== Segment start ==
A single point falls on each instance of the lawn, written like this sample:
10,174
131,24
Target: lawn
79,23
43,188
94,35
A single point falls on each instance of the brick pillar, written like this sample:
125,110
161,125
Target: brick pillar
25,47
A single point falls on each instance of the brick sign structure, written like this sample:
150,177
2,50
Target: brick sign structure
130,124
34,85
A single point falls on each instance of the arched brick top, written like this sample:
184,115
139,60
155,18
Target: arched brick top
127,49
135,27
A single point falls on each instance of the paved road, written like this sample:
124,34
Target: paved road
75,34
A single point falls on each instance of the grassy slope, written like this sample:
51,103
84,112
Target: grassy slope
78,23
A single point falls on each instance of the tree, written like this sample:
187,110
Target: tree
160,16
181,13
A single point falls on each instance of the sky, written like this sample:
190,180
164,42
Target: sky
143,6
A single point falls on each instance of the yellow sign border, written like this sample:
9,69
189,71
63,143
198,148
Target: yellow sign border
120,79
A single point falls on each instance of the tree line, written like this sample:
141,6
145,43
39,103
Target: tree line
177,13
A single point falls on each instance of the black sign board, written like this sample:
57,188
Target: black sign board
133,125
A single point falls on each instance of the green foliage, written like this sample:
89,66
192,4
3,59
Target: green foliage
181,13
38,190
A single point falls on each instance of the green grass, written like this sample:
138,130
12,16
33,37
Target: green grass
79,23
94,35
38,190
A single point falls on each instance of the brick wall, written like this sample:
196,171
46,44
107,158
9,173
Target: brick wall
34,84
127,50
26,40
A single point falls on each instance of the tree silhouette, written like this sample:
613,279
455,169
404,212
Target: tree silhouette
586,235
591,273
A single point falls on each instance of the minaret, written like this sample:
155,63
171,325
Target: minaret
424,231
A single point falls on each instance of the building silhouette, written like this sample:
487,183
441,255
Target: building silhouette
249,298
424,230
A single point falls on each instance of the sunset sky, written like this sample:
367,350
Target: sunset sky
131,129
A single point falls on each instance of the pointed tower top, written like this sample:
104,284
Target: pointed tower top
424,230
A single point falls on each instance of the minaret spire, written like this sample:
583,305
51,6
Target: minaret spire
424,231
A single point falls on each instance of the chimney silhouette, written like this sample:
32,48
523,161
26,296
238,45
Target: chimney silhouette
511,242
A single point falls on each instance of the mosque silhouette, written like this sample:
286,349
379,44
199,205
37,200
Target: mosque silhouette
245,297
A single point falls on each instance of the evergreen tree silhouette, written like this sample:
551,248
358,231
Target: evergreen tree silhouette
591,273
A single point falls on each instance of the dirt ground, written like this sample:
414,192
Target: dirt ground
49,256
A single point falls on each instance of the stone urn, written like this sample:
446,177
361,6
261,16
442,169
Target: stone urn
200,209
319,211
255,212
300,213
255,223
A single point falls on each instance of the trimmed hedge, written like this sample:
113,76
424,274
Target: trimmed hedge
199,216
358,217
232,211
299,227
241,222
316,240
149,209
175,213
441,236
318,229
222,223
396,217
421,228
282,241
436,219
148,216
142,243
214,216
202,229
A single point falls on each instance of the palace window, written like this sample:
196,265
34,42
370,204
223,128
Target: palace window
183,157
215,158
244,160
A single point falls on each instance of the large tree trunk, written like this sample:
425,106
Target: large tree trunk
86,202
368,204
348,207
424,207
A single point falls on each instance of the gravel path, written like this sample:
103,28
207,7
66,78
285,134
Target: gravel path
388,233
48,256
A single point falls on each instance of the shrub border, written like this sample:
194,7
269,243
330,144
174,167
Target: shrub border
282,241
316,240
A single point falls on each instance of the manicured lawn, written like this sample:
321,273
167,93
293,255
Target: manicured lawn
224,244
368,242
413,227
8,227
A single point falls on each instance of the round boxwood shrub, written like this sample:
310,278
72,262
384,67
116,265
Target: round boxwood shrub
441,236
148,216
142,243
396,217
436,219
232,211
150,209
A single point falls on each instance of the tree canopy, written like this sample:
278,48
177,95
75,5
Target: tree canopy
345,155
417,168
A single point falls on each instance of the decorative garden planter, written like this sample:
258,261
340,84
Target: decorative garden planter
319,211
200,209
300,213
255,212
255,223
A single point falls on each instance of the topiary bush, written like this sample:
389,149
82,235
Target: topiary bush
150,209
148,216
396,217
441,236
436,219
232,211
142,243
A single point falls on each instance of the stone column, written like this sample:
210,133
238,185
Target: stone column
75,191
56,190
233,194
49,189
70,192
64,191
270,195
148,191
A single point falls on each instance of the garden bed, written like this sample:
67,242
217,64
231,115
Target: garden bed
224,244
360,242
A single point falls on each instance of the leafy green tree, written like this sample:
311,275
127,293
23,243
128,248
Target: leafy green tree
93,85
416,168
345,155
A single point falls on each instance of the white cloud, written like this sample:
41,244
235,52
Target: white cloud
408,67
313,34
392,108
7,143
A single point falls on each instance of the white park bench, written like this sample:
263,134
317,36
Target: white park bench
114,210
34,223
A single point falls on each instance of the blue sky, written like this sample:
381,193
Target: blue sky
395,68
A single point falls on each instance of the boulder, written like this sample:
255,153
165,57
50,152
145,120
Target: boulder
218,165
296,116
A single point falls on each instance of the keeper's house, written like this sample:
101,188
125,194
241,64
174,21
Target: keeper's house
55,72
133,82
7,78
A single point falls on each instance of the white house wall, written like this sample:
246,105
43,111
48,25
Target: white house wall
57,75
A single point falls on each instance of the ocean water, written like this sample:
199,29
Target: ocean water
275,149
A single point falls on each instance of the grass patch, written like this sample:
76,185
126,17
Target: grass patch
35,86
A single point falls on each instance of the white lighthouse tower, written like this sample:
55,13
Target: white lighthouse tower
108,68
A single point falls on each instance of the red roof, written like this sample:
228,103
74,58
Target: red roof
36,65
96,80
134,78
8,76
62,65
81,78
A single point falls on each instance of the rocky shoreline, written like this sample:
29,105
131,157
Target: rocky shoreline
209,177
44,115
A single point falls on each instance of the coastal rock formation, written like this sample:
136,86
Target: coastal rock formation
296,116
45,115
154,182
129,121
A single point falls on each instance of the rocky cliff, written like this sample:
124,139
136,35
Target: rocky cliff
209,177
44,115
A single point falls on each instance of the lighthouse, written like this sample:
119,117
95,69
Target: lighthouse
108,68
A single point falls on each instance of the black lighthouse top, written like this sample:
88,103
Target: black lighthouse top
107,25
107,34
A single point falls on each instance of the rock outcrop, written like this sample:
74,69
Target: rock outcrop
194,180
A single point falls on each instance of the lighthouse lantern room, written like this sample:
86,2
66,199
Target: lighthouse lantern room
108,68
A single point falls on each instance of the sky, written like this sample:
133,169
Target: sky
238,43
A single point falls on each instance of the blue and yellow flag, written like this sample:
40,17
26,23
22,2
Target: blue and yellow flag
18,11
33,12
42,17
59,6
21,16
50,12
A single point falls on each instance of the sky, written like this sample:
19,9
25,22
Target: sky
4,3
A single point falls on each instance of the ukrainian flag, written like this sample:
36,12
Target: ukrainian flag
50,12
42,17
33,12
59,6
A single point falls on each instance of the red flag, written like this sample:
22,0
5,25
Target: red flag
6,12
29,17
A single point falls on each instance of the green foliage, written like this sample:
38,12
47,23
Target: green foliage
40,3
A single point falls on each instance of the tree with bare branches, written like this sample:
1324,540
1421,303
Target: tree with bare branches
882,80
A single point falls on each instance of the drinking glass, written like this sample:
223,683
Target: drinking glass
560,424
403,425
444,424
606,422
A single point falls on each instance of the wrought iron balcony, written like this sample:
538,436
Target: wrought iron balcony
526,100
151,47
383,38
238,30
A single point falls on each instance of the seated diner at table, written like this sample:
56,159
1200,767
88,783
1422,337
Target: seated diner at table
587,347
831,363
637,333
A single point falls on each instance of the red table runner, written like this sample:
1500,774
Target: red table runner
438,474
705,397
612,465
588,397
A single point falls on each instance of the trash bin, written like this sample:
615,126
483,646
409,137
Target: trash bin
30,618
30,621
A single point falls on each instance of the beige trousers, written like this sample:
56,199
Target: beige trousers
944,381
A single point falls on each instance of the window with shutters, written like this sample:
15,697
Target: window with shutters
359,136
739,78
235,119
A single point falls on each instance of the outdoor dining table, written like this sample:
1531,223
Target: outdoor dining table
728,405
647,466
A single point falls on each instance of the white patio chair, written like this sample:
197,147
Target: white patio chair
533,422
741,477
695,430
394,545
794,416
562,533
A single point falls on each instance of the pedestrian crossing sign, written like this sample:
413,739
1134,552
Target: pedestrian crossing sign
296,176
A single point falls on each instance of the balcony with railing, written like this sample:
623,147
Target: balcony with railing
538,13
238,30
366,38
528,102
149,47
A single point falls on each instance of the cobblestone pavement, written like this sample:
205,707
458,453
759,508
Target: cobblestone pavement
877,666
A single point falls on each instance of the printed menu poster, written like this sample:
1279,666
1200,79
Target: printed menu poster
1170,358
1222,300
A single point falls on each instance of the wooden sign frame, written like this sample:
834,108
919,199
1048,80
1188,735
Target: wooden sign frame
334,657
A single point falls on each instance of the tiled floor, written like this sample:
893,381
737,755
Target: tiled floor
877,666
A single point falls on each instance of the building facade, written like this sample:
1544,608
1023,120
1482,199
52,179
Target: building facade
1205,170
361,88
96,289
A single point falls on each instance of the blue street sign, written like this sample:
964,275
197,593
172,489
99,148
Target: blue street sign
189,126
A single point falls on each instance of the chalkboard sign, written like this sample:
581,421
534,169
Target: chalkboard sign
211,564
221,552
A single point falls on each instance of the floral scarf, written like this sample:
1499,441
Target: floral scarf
== Segment end ==
> Prompt: In the listing above, locate each line with "floral" and copy it.

> Solution below:
A single point falls on each instance of the floral scarf, written like this sample:
Target: floral scarf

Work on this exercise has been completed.